### Your task:
Arrange the lines below into a Markdown table with a column named Row, holding each line's sequential number, and a column named Line, holding the line itself. Omit any blank lines.

— Start of Material for this exercise —

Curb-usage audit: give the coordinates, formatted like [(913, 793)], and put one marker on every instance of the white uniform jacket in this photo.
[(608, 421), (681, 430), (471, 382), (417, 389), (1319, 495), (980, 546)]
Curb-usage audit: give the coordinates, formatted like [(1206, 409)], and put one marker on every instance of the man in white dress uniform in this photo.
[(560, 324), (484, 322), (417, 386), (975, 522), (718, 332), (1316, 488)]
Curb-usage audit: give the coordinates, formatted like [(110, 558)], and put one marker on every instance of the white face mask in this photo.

— End of Material for this exercise —

### Result:
| Row | Line |
|---|---|
| 1 | Curb-usage audit: give the coordinates, formatted like [(913, 793)], and put one marker on every instance of the white uniform jacket in this photo. |
| 2 | [(608, 421), (681, 430), (471, 382), (417, 389), (1319, 495), (980, 546)] |
| 3 | Curb-usage audit: give the coordinates, formatted like [(1206, 409)], and put one marker on every instance of the man in white dress uniform in this photo. |
| 4 | [(560, 324), (484, 322), (417, 386), (975, 522), (718, 332), (1316, 488)] |
| 5 | Curb-usage audit: give the coordinates, formatted like [(110, 558)], and put one marker on every instance of the white face mask in this photo. |